■ **The input**:
_____
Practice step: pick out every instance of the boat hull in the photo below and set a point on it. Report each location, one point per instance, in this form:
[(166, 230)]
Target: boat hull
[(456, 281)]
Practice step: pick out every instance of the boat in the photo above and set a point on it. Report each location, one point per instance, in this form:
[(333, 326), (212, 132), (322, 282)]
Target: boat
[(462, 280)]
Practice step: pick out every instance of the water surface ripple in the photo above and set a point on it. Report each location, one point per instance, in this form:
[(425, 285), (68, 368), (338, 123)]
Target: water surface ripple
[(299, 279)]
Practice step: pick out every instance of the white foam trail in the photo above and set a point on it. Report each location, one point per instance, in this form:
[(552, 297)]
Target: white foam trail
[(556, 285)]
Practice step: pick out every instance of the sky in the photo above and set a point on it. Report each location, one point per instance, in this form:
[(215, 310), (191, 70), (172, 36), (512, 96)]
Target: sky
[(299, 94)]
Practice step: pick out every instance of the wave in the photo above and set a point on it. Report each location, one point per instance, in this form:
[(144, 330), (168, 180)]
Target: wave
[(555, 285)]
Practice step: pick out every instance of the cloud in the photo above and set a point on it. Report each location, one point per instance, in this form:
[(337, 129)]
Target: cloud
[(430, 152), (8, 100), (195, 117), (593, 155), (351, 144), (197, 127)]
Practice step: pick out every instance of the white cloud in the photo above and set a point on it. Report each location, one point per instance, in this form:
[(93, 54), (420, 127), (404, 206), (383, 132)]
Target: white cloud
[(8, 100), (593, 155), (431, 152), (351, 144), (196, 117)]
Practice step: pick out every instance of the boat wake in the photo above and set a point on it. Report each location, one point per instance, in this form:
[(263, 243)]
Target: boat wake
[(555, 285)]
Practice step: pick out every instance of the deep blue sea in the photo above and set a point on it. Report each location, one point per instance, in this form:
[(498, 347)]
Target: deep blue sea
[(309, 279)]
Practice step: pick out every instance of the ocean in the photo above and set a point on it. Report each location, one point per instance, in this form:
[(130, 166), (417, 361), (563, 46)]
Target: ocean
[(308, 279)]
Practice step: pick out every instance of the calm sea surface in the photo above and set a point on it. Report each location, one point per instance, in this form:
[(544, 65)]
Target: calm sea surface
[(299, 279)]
_____
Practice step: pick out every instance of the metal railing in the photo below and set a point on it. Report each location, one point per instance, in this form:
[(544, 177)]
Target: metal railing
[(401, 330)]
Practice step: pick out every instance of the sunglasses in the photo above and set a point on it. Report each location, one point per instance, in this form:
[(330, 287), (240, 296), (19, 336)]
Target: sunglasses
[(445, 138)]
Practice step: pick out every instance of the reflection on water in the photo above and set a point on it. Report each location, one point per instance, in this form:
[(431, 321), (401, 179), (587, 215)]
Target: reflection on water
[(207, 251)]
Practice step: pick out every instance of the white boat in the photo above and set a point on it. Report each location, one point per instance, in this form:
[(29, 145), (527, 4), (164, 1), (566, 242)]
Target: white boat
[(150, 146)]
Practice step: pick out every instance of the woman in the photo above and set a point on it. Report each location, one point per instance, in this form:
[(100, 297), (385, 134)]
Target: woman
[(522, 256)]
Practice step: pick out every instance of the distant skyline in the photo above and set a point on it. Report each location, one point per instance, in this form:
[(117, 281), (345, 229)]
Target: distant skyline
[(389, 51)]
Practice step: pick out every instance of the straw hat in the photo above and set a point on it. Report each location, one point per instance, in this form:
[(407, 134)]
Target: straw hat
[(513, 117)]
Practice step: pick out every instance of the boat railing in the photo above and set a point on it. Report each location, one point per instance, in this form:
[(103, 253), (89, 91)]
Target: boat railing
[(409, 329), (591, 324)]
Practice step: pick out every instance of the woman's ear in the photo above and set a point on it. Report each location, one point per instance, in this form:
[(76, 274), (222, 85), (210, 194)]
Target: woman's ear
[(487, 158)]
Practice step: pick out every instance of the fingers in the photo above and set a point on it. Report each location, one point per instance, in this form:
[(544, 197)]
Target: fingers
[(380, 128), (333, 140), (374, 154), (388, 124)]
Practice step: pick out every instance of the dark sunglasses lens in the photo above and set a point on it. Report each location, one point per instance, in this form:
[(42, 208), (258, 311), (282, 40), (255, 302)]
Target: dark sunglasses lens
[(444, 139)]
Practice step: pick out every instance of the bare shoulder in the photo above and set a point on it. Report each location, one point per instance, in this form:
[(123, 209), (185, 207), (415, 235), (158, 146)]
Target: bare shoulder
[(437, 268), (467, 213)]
_____
■ **To do**: Rewrite the listing as a numbered list, from the line with "Practice step: pick out every instance of the boat hull" up to and including the line with "[(556, 285)]", and leave out any blank lines.

■ **Written solution**:
1. Practice step: pick out every instance of the boat hull in the photo below and set a point on it. Report each location, one point per instance, in this form:
2. [(166, 230)]
3. Target: boat hull
4. [(456, 281)]
5. Practice step: pick out every instance of the boat in the photo above and set a point on it. Report each location, one point per instance, in this form:
6. [(333, 326), (212, 132), (322, 282)]
7. Target: boat
8. [(462, 280)]
9. Practice step: pick out every instance of the water surface ripple in the photo above and set a point on it. Report each location, one point per instance, in this form:
10. [(425, 285), (68, 368), (338, 123)]
11. Target: water surface ripple
12. [(299, 279)]
13. Practice step: pick out every instance of the white foam trail in the photo above and set a point on it. Report each location, one point per instance, in this form:
14. [(552, 297)]
15. Target: white foam trail
16. [(556, 285)]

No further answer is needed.